__SOURCE DOCUMENT__
"""
BMCR 2004.04.07

Intellectual play – word and picture: a study of Nils Thomasson’s Latin rebus book “Cestus sapphicus”, with edition, translation and corpus of sources. 2 volumes

, Intellectual play - word and picture: a study of Nils Thomasson's Latin rebus book "Cestus sapphicus", with edition, translation and corpus of sources. 2 volumes. Oslo: University of Oslo, 2002. xvii, 538; iv, 177.

1 Responses

Because this is a review of a book whose subject is a Neo-Latin text, unlikely to be familiar to classicists, it is necessary to introduce the reader to the subject as well as the book. I have to say at the outset that R’s book has treated me to a sight that I never expected to come across; a large-breasted Christ vigourously lactating into a large basin from which angels and members of the congregation eagerly drink (35).

Nils Thomasson (hereafter NTh, following Roggen) was a Lutheran Vicar of the district of Toten in Norway from 1637 until his death in 1662. Among his surviving works is a wedding poem entitled Cestus sapphicus (hereafter CS, also following Roggen) published in 1661. This poem, which offers advice to the young couple on household management and marital harmony, is written in sapphic metre and is composed of 31 stanzas. It is accompanied by a lengthy commentary also written by NTh which explains and expands on the ideas brought up in the poem. Included in the work is also a dedication to Prince Christian, written by NTh, another to King Frederick as well as one to NTh, both written by Truls Nilsson, a former teacher of NTh at the Oslo/Christiana School. There are also two essays, one on the title of the poem, the other on the principles and rules of rebuses as laid out and observed by NTh. It is these rebuses which make the poem such a remarkable piece of literature. One or more syllables in a word are represented by a picture, which both NTh and R refer to by the Latin figura. For instance, thalamus in the first stanza is shown by the letters “thala” followed by the picture of a mouse, mus which represents the final syllable. These figures were etched on copper plates by one Didrik Muus, who eventually became the Vicar of Stord near Bergen.
"""
__SOURCE EXCERPT__
"""
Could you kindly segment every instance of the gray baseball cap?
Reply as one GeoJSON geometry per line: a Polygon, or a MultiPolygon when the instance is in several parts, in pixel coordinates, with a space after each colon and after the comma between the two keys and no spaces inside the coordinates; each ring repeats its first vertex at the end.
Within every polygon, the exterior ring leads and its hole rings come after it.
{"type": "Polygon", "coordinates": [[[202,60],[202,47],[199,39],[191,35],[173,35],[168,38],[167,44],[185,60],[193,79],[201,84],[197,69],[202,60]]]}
"""
__WHAT YOU NEED TO DO__
Reproduce the passage of the book review above, starting with "Intellectual play –" and going on through "538; iv, 177.".

__RESULT__
Intellectual play – word and picture: a study of Nils Thomasson’s Latin rebus book “Cestus sapphicus”, with edition, translation and corpus of sources. 2 volumes

, Intellectual play - word and picture: a study of Nils Thomasson's Latin rebus book "Cestus sapphicus", with edition, translation and corpus of sources. 2 volumes. Oslo: University of Oslo, 2002. xvii, 538; iv, 177.